▸ **What this task involves**
Each record should be returned exactly as it is written.
::::::
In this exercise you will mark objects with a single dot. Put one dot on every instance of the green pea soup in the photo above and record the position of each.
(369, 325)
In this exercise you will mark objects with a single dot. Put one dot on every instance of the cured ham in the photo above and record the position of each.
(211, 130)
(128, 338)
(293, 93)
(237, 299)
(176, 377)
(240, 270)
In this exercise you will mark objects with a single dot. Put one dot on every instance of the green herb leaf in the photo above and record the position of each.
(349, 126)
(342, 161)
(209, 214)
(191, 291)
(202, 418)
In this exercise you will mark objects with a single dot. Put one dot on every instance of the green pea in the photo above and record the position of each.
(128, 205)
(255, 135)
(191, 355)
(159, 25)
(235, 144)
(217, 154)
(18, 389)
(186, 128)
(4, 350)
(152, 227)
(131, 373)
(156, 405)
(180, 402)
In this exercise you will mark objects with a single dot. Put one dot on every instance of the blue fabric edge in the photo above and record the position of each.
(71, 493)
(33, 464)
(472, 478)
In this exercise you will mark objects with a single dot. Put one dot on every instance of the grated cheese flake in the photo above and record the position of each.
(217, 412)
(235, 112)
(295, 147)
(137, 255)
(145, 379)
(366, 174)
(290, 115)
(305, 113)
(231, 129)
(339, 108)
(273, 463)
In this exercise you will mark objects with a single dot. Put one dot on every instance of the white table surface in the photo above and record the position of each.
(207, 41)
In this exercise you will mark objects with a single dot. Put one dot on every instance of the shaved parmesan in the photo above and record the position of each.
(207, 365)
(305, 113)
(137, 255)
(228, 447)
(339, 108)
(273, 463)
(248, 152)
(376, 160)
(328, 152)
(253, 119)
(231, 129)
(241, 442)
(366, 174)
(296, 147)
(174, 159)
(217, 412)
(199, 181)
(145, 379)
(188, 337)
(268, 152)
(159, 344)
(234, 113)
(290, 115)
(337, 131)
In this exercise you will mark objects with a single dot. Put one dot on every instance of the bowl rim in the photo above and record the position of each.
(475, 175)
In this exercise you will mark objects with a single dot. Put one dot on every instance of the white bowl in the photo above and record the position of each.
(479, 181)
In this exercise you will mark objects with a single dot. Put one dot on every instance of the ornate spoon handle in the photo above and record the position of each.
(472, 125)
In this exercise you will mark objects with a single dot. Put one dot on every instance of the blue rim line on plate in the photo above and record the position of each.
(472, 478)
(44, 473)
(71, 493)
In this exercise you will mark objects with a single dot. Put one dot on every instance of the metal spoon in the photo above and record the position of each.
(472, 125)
::::::
▸ **Solution**
In this exercise you will mark objects with a single dot. Put one dot on every instance of the green pea soup in the photo above and record the position of each.
(369, 325)
In this exercise you will mark objects with a single dot. Put one dot on every instance of the cured ham in the photo above and record the position of each.
(211, 130)
(128, 338)
(293, 93)
(237, 299)
(176, 377)
(240, 270)
In this exercise you will mark objects with a single dot. Put one dot on every instance of the green herb leaf in the photo above and record the position of each.
(349, 126)
(342, 161)
(209, 214)
(191, 291)
(202, 418)
In this exercise you will mark objects with a single dot. Put one dot on every instance of the green pea in the photo above and record the position of each.
(128, 205)
(255, 135)
(191, 355)
(159, 25)
(235, 144)
(217, 154)
(18, 389)
(186, 128)
(4, 350)
(152, 227)
(131, 373)
(156, 405)
(180, 402)
In this exercise you will mark objects with a single dot. Put one dot on every instance of the blue fabric edge in the photo above and record the position of each.
(71, 493)
(33, 464)
(472, 478)
In this exercise you will mark objects with a single dot. Put one dot on every instance of the grated cheese flake in the photo above and record the position of each.
(217, 412)
(235, 112)
(295, 147)
(137, 255)
(145, 379)
(366, 174)
(290, 115)
(305, 113)
(231, 129)
(339, 108)
(273, 463)
In this exercise you will mark objects with a single dot. Put one dot on every instance of the white table surface in the photo above and record the position of each.
(207, 41)
In this exercise you will mark objects with a single dot. Put one dot on every instance of the shaved parmesan in the photo above and record the position of each.
(207, 365)
(305, 113)
(137, 255)
(228, 447)
(339, 108)
(273, 463)
(248, 152)
(376, 160)
(328, 152)
(253, 119)
(231, 129)
(241, 442)
(366, 174)
(296, 147)
(174, 159)
(217, 412)
(199, 181)
(145, 379)
(188, 337)
(268, 152)
(159, 344)
(234, 113)
(290, 115)
(337, 131)
In this exercise you will mark objects with a single dot. Put one dot on every instance of the bowl rim in the photo above and record the position of each.
(475, 175)
In this exercise you will mark objects with a single dot. Put one dot on every instance of the white bowl in the photo above and record the position of each.
(479, 181)
In this exercise you will mark objects with a single dot. Put one dot on every instance of the ornate spoon handle in the photo above and record the position of each.
(472, 125)
In this exercise you will mark objects with a single dot. Put one dot on every instance of the blue rim line on plate in the photo above and record the position of each.
(472, 478)
(44, 473)
(71, 493)
In this exercise you will mark objects with a single dot. Put one dot on every instance of the metal spoon in the photo above and record the position of each.
(472, 125)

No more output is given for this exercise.